[SUPPLIED DATA]
===

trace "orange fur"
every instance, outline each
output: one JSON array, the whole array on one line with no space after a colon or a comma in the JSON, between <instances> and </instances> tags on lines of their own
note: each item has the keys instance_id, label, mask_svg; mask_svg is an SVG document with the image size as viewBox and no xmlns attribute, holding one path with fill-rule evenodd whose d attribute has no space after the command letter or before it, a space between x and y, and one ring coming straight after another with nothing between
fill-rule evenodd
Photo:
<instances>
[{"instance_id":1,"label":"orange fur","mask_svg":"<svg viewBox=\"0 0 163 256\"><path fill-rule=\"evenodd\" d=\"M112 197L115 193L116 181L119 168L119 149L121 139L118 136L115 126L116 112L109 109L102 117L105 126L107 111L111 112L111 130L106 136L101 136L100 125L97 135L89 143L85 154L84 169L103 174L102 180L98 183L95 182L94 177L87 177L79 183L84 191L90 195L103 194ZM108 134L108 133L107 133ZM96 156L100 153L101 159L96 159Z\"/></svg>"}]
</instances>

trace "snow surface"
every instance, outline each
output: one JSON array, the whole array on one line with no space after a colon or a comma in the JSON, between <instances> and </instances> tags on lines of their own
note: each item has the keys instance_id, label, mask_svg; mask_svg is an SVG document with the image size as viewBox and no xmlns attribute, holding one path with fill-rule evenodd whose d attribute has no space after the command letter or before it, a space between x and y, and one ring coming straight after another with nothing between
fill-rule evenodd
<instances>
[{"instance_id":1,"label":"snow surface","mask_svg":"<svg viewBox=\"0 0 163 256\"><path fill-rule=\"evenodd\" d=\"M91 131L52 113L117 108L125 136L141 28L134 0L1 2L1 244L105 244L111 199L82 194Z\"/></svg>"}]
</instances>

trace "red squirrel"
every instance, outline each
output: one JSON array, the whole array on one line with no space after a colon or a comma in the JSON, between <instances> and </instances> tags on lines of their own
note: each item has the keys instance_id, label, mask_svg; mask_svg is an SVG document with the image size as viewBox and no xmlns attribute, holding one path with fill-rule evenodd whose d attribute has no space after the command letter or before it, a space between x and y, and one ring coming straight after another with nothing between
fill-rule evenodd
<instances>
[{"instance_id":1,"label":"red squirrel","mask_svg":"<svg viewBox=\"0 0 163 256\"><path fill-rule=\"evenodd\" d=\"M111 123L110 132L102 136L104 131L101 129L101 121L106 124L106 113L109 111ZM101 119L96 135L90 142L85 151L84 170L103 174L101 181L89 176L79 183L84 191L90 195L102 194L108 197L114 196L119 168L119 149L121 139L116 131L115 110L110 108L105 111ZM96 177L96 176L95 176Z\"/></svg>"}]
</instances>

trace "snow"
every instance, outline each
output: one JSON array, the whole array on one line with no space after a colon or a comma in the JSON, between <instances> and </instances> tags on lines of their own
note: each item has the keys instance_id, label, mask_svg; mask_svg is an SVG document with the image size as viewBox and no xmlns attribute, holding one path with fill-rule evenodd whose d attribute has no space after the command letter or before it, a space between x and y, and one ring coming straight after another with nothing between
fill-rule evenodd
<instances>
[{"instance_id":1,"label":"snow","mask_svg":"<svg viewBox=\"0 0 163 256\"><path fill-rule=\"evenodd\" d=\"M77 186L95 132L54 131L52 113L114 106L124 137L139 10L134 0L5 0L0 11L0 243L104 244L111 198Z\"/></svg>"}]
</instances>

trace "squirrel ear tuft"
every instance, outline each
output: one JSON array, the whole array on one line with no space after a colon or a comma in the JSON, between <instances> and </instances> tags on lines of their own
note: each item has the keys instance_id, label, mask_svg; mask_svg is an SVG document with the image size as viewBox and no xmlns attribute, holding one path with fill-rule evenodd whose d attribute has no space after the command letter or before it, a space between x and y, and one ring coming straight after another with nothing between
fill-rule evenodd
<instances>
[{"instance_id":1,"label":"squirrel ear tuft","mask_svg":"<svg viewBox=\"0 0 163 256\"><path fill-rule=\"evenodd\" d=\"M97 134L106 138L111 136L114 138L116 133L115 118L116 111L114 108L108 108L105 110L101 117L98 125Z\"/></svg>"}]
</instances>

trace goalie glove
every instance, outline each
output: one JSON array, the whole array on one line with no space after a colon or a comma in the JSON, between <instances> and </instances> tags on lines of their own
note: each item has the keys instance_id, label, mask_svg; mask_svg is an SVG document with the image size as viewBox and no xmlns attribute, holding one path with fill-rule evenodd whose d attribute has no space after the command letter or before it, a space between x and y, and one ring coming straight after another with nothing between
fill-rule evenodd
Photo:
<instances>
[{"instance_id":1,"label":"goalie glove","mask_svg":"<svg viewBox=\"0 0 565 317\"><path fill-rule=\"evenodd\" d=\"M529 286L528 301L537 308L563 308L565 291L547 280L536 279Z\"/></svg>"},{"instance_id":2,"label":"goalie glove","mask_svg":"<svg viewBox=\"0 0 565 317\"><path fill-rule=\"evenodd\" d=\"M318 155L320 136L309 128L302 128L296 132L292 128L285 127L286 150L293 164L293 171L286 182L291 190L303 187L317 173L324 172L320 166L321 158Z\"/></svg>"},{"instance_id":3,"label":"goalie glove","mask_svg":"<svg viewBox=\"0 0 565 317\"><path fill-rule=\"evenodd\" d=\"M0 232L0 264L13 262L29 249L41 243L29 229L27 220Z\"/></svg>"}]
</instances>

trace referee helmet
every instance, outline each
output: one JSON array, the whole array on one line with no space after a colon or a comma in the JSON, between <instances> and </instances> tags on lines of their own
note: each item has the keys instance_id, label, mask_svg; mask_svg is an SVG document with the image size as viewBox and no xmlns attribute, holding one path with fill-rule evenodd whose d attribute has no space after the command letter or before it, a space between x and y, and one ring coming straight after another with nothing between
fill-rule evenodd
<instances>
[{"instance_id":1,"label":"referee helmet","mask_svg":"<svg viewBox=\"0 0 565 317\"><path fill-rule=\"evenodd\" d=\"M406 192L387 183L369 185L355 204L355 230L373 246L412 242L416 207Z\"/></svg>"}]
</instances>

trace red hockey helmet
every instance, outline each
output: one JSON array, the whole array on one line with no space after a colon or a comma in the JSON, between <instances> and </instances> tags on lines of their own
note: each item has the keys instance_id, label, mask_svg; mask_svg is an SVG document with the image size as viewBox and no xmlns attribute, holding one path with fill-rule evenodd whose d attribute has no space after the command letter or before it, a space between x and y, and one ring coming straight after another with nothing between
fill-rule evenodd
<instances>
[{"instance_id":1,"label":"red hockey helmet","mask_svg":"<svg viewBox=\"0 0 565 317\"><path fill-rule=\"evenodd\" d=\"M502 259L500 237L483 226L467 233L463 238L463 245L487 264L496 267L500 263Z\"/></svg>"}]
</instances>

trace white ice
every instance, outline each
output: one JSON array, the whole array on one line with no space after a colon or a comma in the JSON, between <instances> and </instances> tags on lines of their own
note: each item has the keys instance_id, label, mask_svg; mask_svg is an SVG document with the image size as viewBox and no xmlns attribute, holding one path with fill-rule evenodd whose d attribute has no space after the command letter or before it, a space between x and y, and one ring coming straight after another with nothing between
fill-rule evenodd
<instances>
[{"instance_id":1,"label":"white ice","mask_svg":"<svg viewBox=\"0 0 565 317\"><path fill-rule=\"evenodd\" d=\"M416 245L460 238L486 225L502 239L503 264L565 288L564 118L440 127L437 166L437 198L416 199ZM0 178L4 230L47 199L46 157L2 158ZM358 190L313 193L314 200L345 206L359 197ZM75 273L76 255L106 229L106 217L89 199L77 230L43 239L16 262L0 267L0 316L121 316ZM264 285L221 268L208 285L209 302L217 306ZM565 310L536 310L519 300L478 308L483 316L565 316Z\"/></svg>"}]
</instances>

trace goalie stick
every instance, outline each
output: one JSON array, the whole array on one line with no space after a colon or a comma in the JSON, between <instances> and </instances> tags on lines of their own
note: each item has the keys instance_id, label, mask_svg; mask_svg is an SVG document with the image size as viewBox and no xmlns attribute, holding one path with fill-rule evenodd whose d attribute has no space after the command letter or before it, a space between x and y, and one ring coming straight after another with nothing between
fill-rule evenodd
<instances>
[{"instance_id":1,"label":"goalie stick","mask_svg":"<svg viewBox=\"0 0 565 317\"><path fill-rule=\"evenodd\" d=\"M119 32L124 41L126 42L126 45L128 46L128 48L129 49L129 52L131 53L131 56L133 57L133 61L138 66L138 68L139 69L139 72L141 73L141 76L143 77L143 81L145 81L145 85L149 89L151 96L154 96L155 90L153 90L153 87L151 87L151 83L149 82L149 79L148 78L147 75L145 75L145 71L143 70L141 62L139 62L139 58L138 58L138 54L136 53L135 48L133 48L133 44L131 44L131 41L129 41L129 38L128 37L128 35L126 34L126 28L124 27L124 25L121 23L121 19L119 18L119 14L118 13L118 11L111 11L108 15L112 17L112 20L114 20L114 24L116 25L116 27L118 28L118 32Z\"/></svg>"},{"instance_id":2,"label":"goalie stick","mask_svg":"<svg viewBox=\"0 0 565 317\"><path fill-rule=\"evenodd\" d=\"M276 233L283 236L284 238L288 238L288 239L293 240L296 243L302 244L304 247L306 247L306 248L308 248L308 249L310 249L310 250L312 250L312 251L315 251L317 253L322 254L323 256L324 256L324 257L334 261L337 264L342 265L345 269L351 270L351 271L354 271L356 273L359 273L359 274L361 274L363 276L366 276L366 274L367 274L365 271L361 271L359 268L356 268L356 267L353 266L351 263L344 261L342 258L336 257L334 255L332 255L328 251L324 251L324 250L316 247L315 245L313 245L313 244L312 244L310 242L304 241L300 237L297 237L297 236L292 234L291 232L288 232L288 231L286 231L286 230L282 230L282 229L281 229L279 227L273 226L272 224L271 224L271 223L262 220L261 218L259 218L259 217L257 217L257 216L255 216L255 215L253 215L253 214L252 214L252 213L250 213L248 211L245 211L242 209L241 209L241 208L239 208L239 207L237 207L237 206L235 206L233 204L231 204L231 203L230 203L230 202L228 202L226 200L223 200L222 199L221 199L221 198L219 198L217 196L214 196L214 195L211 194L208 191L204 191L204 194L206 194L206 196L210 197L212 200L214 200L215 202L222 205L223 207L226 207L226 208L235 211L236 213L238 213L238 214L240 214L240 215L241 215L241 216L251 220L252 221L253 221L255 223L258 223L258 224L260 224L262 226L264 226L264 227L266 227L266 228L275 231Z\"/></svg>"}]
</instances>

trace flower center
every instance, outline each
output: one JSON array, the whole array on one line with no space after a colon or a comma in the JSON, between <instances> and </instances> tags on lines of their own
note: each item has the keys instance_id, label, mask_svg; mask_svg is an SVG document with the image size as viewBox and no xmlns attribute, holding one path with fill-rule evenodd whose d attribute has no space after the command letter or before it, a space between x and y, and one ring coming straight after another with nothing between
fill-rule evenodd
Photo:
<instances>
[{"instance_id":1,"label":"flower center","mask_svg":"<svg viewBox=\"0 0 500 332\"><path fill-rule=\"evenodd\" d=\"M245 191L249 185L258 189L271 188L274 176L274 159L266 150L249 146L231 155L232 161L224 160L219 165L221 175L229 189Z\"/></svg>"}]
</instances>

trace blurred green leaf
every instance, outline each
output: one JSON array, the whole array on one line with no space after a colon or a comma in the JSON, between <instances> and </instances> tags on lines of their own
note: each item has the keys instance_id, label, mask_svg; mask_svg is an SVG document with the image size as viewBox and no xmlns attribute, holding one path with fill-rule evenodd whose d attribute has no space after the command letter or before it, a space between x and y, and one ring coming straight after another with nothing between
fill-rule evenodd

===

Can you quote exactly the lines from the one containing "trace blurred green leaf" through the last line of the records above, and nothing else?

[ANSWER TO THIS TASK]
trace blurred green leaf
every instance, outline each
output: one JSON array, the whole array on one line with no space after a colon or a comma in the JSON, between <instances> and </instances> tags on lines of their own
note: each item has the keys instance_id, label, mask_svg; mask_svg is an SVG document with the image size as viewBox and no xmlns attribute, holding one path with fill-rule evenodd whose d attribute has no space after the command letter or before it, a space between x and y, and one ring coming straight after another with nothing between
fill-rule evenodd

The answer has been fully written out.